===== Provided records

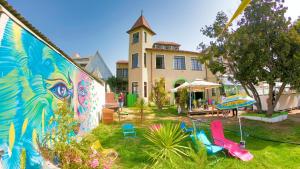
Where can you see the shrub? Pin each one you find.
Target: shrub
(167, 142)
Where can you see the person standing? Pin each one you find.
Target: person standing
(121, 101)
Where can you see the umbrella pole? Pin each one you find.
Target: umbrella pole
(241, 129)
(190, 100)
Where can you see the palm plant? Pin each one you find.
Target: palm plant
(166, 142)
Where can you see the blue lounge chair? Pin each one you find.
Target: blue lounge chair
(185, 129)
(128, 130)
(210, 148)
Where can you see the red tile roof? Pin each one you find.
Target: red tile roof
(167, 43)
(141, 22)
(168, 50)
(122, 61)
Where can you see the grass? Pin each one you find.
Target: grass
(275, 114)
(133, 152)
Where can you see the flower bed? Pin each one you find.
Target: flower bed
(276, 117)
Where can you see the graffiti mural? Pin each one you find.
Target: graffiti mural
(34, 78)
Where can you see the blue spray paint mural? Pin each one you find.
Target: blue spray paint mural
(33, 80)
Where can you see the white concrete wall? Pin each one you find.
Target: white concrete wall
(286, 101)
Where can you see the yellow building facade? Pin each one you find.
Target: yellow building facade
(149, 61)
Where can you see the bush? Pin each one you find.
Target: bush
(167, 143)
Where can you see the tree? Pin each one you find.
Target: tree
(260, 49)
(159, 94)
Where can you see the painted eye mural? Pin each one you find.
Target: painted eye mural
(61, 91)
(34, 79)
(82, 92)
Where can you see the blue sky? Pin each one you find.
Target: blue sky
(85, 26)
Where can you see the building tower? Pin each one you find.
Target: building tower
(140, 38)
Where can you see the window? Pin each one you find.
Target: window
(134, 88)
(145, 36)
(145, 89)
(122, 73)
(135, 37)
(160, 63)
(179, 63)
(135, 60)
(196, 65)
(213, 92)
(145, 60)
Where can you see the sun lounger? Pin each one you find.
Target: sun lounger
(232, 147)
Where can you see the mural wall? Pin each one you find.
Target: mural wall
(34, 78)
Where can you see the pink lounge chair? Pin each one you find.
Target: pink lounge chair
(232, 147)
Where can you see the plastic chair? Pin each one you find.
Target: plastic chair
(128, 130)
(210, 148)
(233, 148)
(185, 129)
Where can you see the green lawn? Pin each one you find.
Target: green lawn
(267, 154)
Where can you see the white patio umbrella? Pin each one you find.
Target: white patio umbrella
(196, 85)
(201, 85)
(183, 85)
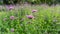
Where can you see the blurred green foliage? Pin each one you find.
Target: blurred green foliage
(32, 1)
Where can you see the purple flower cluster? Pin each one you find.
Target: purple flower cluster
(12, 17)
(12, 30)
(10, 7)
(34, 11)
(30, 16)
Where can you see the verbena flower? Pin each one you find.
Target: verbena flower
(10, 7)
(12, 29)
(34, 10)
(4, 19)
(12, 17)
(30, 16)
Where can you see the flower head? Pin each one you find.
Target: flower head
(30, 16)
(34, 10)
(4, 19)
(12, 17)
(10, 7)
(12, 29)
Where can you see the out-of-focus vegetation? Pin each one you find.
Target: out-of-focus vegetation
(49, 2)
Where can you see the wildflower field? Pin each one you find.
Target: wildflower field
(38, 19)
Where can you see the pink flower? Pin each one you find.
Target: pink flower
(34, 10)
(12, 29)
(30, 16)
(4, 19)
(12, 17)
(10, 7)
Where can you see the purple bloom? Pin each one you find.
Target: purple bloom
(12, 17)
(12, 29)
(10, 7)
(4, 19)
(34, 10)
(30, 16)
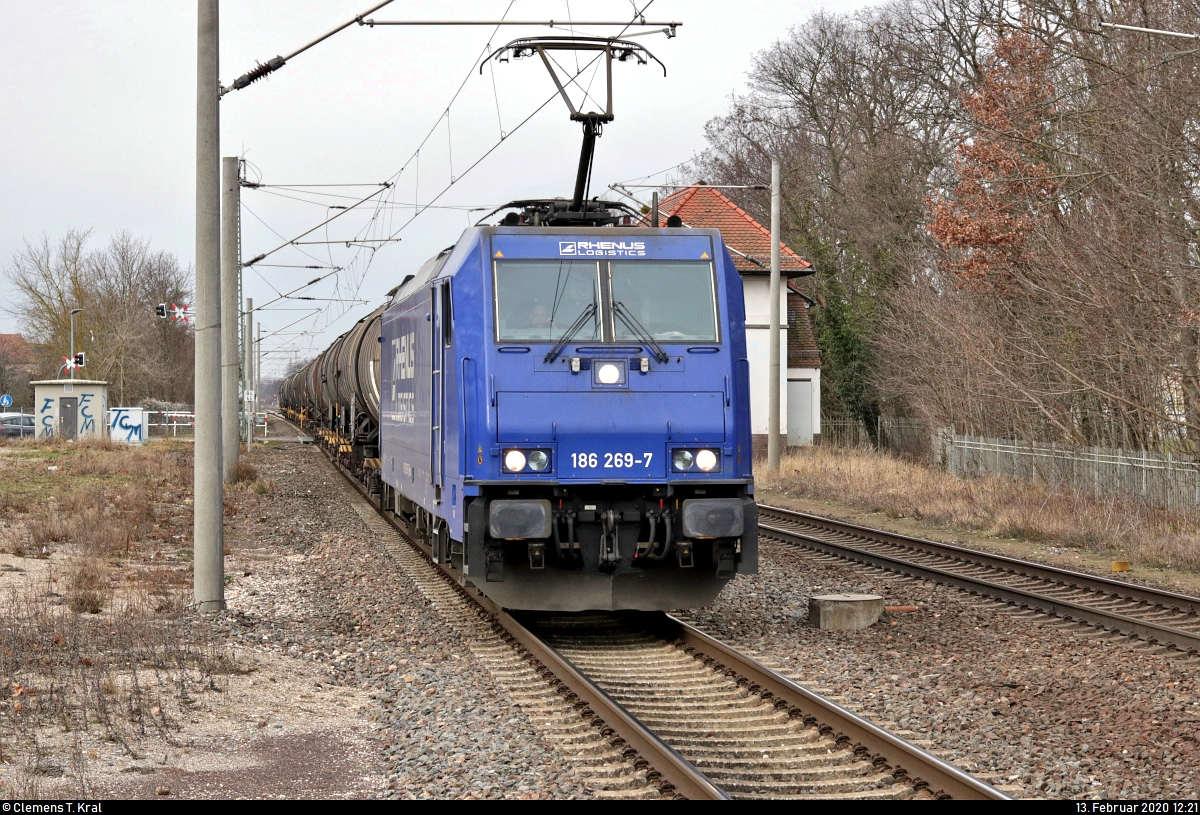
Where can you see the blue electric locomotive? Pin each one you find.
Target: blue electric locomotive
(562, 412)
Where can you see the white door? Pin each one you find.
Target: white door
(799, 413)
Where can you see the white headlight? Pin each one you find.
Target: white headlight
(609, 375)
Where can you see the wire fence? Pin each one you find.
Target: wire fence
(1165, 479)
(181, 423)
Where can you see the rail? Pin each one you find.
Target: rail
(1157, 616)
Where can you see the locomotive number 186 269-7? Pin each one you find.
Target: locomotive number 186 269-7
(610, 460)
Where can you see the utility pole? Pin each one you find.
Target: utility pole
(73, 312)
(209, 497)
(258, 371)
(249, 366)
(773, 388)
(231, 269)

==========

Action item → When you return the listing, keep it exact and omit any pictures it holds.

Expected answer →
Where can you see the shrub? Pin each one you find.
Target: shrub
(167, 142)
Where can you see the person standing? Pin each one you find.
Target: person standing
(121, 101)
Where can you see the umbrella pole? Pin each one you find.
Target: umbrella pole
(241, 129)
(190, 100)
Where can you see the palm plant? Pin each one you find.
Target: palm plant
(166, 142)
Where can you see the blue lounge chair? Pin each one you find.
Target: blue lounge chair
(185, 129)
(128, 130)
(210, 148)
Where can you see the red tile roof? Pin each one you find.
Target: red tile roof
(167, 43)
(141, 22)
(168, 50)
(122, 61)
Where can you see the grass? Pin each one you find.
Target: grass
(275, 114)
(133, 152)
Where can you see the flower bed? Pin each one you find.
Target: flower bed
(276, 117)
Where can you see the graffiti mural? Pin each one you find.
Target: graffiti mural
(34, 78)
Where can you see the blue spray paint mural? Pin each one you find.
Target: blue spray paint mural
(33, 80)
Where can you see the white concrete wall? Pin each one you find.
Target: white concrete wall
(286, 101)
Where can you see the yellow building facade? Pin each one you find.
Target: yellow building facade
(149, 61)
Where can you see the bush? Pin each one you find.
Target: bush
(167, 143)
Where can you see the tree? Pin each one you find.
Target: tree
(260, 49)
(159, 94)
Where can you see the painted eye mural? Pin each one you find.
Target: painted eye mural
(61, 91)
(34, 79)
(82, 92)
Where can you see the blue sky? Pin each one you find.
Target: blue sky
(85, 26)
Where can you see the building tower? Pin each one you find.
Target: building tower
(140, 38)
Where can you see the window? Pin each one you find.
Target: window
(134, 88)
(145, 36)
(145, 89)
(122, 73)
(135, 37)
(160, 63)
(179, 63)
(135, 60)
(196, 65)
(213, 92)
(145, 60)
Where can you see the sun lounger? Pin each one you find.
Target: sun lounger
(232, 147)
Where can you see the mural wall? Pin each one you find.
Target: mural wall
(34, 78)
Where can you see the pink lounge chair? Pin each one you find.
Target: pink lounge chair
(232, 147)
Where can you see the plastic chair? Pin each one you find.
Target: plastic chair
(128, 130)
(210, 148)
(233, 148)
(185, 129)
Where can you see the green lawn? Pin each one you find.
Target: green lawn
(267, 154)
Where can you see the white patio umbrella? Pin each one you find.
Target: white patio umbrella
(196, 85)
(201, 85)
(183, 85)
Where can you see the blurred green foliage? Pin each one you find.
Target: blurred green foliage
(32, 1)
Where can you see the purple flower cluster? Pin each one you find.
Target: purple flower cluster
(12, 17)
(12, 30)
(10, 7)
(34, 11)
(30, 16)
Where can you see the verbena flower? Pin each one you find.
Target: verbena flower
(10, 7)
(12, 29)
(34, 10)
(4, 19)
(12, 17)
(30, 16)
Where can you see the flower head? Pin each one you find.
Target: flower head
(30, 16)
(34, 10)
(4, 19)
(12, 17)
(10, 7)
(12, 29)
Where can you see the out-of-focus vegetation? Pin each one you find.
Target: out-of-focus vegetation
(49, 2)
Where can you see the wildflower field? Pin each one you find.
Target: wildflower field
(38, 19)
Where can you see the pink flower? Pin each one you find.
Target: pink flower
(34, 10)
(12, 29)
(30, 16)
(4, 19)
(12, 17)
(10, 7)
Where can you see the purple bloom? Pin each one you find.
Target: purple bloom
(12, 17)
(12, 29)
(10, 7)
(4, 19)
(34, 10)
(30, 16)
Where can you see the blue electric locomotive? Pin each one you find.
Target: blue electric locomotive
(562, 412)
Where can you see the white door? Pin each one you find.
Target: white door
(799, 413)
Where can you see the white headlight? Pin each one you find.
Target: white headlight
(609, 375)
Where can you see the wire fence? Pin each one you find.
Target: wire fence
(1165, 479)
(181, 423)
Where can you see the rail? Pin each one you find.
Target: rail
(1157, 616)
Where can you see the locomotive number 186 269-7? Pin each one you find.
Target: locomotive number 186 269-7
(610, 460)
Where can you see the utility pole? Pin each one you find.
Target: utility pole
(73, 312)
(209, 497)
(258, 371)
(249, 366)
(773, 388)
(231, 269)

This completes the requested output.